Problem set:
• 1. In the passage on immigrant coworker concentration, what is the immigrant-native difference in coworker means?
• 2. How would you translate this sentence from the passage on immigrant coworker concentration into Spanish: "Men substantially outnumber women among working immigrants; among working natives, men are more narrowly in the majority."
• 3. Could you write the next part of the passage on immigrant coworker concentration, picking up after its final sentence?

Clearly, the observed distributions are inconsistent with random assignment. Because the likelihood of extreme values occurring randomly is quite low in large samples, and because large employers account for a substantial share of employment, about 60 % of workers would have between 17 % and 20 % immigrant coworkers if workers were grouped randomly. The share with only native coworkers would be well below the 10 % observed for natives (but only a bit above the 2.2 % observed for immigrants), and the share of employees working only with immigrants would be close to zero. Overall, it is apparent that native-born workers are far less likely to have immigrants as coworkers than are immigrants.
Our analysis focuses on the mean difference in coworker shares between immigrants and natives, given in the first row of Table 1. For the average native in our set of MSAs, about 14 % of coworkers are immigrants, and 37 % of the coworkers of immigrants are immigrants. The immigrant-native difference in coworker means—our measure of concentration—is 22.9, indicating substantial concentration.
The following rows of Table 1 give demographic information that might help explain this concentration. Immigrants are relatively underrepresented among those younger than age 25, reflecting the fact that many arrive in the United States as young adults. Men substantially outnumber women among working immigrants; among working natives, men are more narrowly in the majority. Differences between immigrant and native women in rates of labor force participation likely contribute to these gaps. Immigrants are much more likely to not have completed high school than are natives, but immigrants are also overrepresented among those with advanced degrees.

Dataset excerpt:

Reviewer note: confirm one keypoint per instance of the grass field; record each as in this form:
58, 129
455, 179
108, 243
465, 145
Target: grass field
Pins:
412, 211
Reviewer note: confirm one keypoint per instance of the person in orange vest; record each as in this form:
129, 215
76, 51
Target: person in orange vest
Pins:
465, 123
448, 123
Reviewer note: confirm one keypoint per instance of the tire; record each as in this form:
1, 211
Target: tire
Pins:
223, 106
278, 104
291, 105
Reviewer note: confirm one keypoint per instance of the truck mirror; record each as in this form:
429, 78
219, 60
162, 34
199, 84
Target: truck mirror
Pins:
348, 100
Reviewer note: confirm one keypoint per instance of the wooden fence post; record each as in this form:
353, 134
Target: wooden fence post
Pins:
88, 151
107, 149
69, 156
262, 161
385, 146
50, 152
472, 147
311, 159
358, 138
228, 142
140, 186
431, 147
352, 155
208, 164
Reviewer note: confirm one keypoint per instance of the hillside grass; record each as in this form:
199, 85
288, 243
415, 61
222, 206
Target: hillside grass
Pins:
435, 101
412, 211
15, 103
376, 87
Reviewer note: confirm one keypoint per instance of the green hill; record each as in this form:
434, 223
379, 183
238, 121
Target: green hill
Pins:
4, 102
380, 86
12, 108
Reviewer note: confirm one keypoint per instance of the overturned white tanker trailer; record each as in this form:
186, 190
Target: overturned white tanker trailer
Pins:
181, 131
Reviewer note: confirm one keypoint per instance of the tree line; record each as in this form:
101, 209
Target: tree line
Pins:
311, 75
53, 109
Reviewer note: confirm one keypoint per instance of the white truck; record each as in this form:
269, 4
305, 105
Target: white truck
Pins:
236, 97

Answers given:
• 1. 22.9

• 2. Los hombres superan ampliamente en número a las mujeres entre los inmigrantes que trabajan; entre los nativos que trabajan, los hombres son mayoría por un margen más estrecho.

• 3.
The category “Speaks English very well” consists of those who report that they speak English “very well” along with those who speak only English at home. Unsurprisingly, immigrants are more likely than natives to fall into categories other than “very well,” but even the category “Not at all” includes some natives.12 Mean log earnings on the primary (highest earnings) job are very similar for immigrants and natives, and immigrants are more likely than natives to work for their 2000-Q2 employer in at least one of the surrounding quarters. Differences in job tenure likely contribute to the slightly higher earnings of immigrants because most transitory jobs will involve less than three full months of work and thus are likely to have particularly low quarterly earnings. These jobs may also be associated with relatively low wage rates and part-time work.
We find only minor differences between immigrants and natives in broadly defined employer characteristics. Immigrants are more likely to work in the smallest establishments and less likely to work in the largest, but overall, the differences by employer size are small, as are differences by establishment age. However, immigrants are less likely than natives to work for multi-unit firms. Immigrants are more concentrated in manufacturing than are natives, but the differences by broad sector are otherwise not particularly large.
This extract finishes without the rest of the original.